Start of Document section
What is A Room With A View about, in your opinion? What methods does E.M. Forster use to convey this message to the reader?

A Room With A View is about the social change occurring in England in the early 20th century, post Queen Victoria's death. Darwin had just published his book on the theory of evolution which was the catalyst for the introduction of more liberal and secular ideas into a conservative and religious England. In order to explain this process of change, Forster likens it to the Renaissance, which is why it is significant that A Room With A View begins in Italy. The problem with a rapidly changing society is that members of that society do not necessarily know how to behave because the boundaries are changing and this is what Forster is trying to portray in A Room With A View.

Every character in the novel can be categorised into one of two groups, the Victorian/Medieval characters and the 20th Century/Renaissance characters. Certain characters symbolise different periods. However, Forster is skilful enough to make these characters realistic which is why they are capable of contradiction; for quite a few characters, the reader believes that they belong to one of these groups but then their behaviour is suddenly contrary to that group thus confusing the reader as to what period they symbolise.
End of Document section
Start of Data block
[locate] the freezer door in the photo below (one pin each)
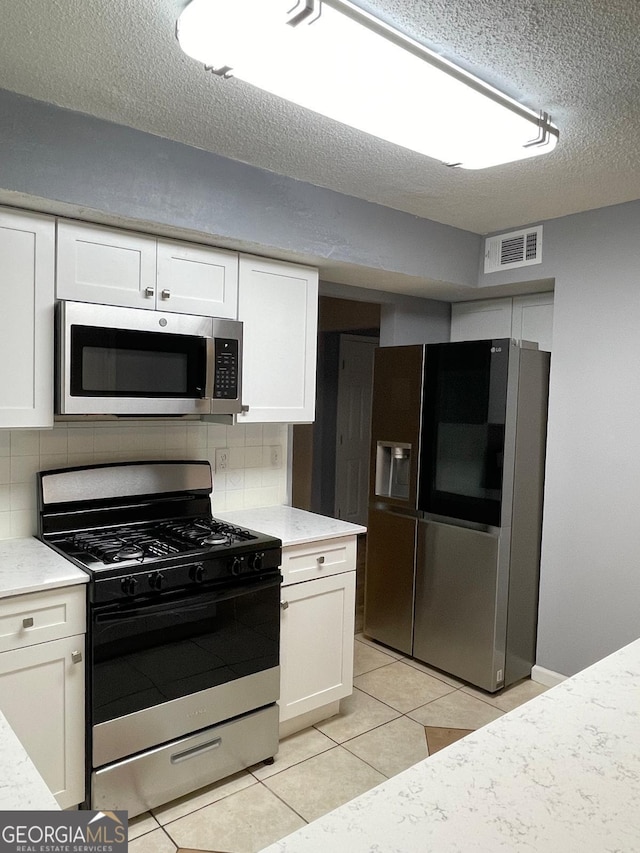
End of Data block
• [Written problem A]: Write out the essay on A Room With A View word for word, starting at the words "What is A Room" and ending after "With A View.".
• [Written problem B]: In the essay on A Room With A View, what historical period does Forster liken the process of social change to?

• [Full output A]:
What is A Room With A View about, in your opinion? What methods does E.M. Forster use to convey this message to the reader?

A Room With A View is about the social change occurring in England in the early 20th century, post Queen Victoria's death. Darwin had just published his book on the theory of evolution which was the catalyst for the introduction of more liberal and secular ideas into a conservative and religious England. In order to explain this process of change, Forster likens it to the Renaissance, which is why it is significant that A Room With A View begins in Italy. The problem with a rapidly changing society is that members of that society do not necessarily know how to behave because the boundaries are changing and this is what Forster is trying to portray in A Room With A View.

• [Full output B]: The Renaissance.